— begin DATA PROVIDED —

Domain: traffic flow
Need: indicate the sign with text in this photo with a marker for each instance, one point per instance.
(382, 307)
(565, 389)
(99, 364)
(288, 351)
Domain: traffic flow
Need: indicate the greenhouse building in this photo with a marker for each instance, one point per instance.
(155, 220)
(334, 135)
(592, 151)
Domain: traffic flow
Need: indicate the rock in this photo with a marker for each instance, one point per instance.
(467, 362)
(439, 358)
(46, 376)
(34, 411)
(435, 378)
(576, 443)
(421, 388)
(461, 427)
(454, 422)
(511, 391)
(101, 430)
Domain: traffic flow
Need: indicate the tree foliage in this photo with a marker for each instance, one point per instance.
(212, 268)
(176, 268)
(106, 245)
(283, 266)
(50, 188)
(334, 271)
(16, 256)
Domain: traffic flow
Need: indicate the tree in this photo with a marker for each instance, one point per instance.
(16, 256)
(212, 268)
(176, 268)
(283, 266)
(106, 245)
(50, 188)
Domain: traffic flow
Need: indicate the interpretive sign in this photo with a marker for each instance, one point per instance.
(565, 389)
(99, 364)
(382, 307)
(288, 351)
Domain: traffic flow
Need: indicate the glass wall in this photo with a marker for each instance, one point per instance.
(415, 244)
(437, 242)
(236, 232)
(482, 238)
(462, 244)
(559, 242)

— end DATA PROVIDED —
— begin DATA PROVIDED —

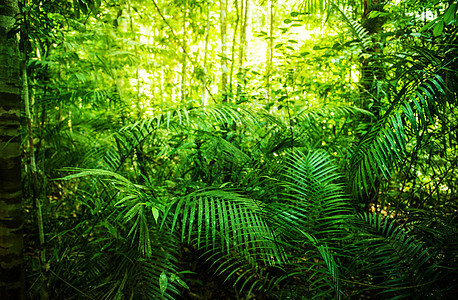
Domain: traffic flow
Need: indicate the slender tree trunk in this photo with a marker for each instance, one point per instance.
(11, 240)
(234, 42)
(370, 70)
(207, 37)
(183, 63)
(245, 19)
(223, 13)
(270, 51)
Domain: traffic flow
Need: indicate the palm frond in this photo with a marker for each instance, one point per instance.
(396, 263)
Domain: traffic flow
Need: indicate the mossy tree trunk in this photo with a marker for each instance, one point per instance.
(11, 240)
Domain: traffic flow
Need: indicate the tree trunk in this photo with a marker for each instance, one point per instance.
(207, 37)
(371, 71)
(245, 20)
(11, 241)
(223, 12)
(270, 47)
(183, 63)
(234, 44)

— end DATA PROVIDED —
— begin DATA PROVIDED —

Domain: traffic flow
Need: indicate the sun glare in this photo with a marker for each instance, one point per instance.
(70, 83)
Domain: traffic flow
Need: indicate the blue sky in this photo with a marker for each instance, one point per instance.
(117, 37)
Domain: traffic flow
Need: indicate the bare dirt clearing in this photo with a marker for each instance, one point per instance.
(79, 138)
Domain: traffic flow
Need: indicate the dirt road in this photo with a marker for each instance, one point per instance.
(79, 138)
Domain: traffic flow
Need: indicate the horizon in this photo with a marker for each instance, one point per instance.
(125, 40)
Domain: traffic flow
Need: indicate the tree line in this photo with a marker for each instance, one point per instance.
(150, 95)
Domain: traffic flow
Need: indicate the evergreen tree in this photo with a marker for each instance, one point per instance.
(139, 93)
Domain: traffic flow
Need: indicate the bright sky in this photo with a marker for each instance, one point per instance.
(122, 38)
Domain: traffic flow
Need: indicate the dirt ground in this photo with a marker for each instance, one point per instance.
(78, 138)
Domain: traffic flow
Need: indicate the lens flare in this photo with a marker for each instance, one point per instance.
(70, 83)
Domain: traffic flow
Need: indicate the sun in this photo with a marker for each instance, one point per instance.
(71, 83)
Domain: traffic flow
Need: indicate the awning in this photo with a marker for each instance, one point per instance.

— end DATA PROVIDED —

▶ [WORK TO DO] Return every line of the data above that contains the string "sign", copying each one in full.

▶ [THE RESPONSE]
Need: indicate the sign with text in this photo with a marker for each instance, one point per instance.
Need: indicate the interpretive sign in this photo with a marker for each instance, one point per instance.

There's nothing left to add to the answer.